═══ Dataset

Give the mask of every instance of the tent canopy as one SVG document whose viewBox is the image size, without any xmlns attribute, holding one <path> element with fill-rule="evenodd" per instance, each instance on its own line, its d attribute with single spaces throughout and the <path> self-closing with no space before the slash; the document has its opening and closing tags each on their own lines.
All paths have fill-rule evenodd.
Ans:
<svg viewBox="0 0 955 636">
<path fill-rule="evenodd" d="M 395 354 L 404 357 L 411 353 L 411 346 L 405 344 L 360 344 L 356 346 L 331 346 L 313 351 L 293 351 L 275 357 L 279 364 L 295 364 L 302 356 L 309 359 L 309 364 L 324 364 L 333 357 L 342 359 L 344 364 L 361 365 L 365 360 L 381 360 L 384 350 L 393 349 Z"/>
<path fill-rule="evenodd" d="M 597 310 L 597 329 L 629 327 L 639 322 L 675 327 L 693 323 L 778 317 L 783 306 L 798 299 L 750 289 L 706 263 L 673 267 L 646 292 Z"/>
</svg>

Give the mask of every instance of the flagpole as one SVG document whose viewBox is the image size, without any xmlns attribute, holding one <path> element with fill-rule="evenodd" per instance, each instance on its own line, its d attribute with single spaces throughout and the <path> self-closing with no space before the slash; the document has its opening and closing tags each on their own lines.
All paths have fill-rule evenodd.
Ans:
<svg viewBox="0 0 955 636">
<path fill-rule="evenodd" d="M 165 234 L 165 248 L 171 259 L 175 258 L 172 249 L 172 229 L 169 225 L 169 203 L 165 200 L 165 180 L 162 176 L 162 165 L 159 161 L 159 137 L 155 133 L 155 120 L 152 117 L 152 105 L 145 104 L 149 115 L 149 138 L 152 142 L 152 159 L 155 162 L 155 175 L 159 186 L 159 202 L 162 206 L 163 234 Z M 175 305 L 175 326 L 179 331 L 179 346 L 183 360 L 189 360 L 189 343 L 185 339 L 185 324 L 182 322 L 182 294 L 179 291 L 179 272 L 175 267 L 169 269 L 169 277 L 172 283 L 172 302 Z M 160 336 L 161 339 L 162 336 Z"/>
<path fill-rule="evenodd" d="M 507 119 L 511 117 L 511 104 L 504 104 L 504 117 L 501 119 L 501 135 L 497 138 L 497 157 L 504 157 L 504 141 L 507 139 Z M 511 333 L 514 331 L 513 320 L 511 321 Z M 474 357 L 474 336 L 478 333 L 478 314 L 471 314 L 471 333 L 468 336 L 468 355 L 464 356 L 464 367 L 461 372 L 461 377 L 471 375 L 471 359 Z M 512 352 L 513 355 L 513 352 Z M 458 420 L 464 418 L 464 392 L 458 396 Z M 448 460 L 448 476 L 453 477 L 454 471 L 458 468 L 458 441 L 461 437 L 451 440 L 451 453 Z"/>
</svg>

══════

Turn the stretch from the line containing "Give the mask of every instance of the flagpole" through the end of the lines above into a JSON list of strings, one string per line, leaving out blank lines.

§ **Answer for this exercise**
[
  "Give the mask of every instance of the flagpole as one SVG document whose viewBox is the image size, without any xmlns attribute, holding one <path> element with fill-rule=\"evenodd\" per instance, each instance on its own line, its d attribute with single spaces throughout and the <path> self-closing with no space before the slash; the document has its opening and closing tags each on their own lines.",
  "All paths have fill-rule evenodd.",
  "Ans:",
  "<svg viewBox=\"0 0 955 636\">",
  "<path fill-rule=\"evenodd\" d=\"M 165 234 L 165 248 L 171 259 L 175 258 L 172 249 L 172 229 L 169 225 L 169 203 L 165 200 L 165 180 L 162 176 L 162 165 L 159 161 L 159 137 L 155 133 L 155 120 L 152 117 L 152 105 L 145 104 L 149 115 L 149 138 L 152 142 L 152 159 L 155 162 L 155 175 L 159 186 L 159 202 L 162 206 L 163 234 Z M 175 305 L 175 326 L 179 331 L 179 346 L 183 360 L 189 360 L 189 343 L 185 339 L 185 324 L 182 322 L 182 294 L 179 291 L 179 272 L 175 267 L 169 269 L 169 277 L 172 283 L 172 302 Z M 160 336 L 161 339 L 162 336 Z\"/>",
  "<path fill-rule=\"evenodd\" d=\"M 507 119 L 511 117 L 511 104 L 504 104 L 504 117 L 501 119 L 501 135 L 497 138 L 497 157 L 504 157 L 504 141 L 507 139 Z M 511 333 L 514 331 L 513 320 L 511 321 Z M 474 357 L 474 336 L 478 333 L 478 314 L 471 314 L 471 333 L 468 336 L 468 355 L 464 356 L 464 367 L 461 372 L 461 377 L 471 375 L 471 359 Z M 512 352 L 513 355 L 513 352 Z M 458 420 L 464 418 L 464 392 L 458 396 Z M 448 460 L 448 476 L 453 477 L 454 471 L 458 468 L 458 441 L 461 437 L 451 440 L 451 453 Z\"/>",
  "</svg>"
]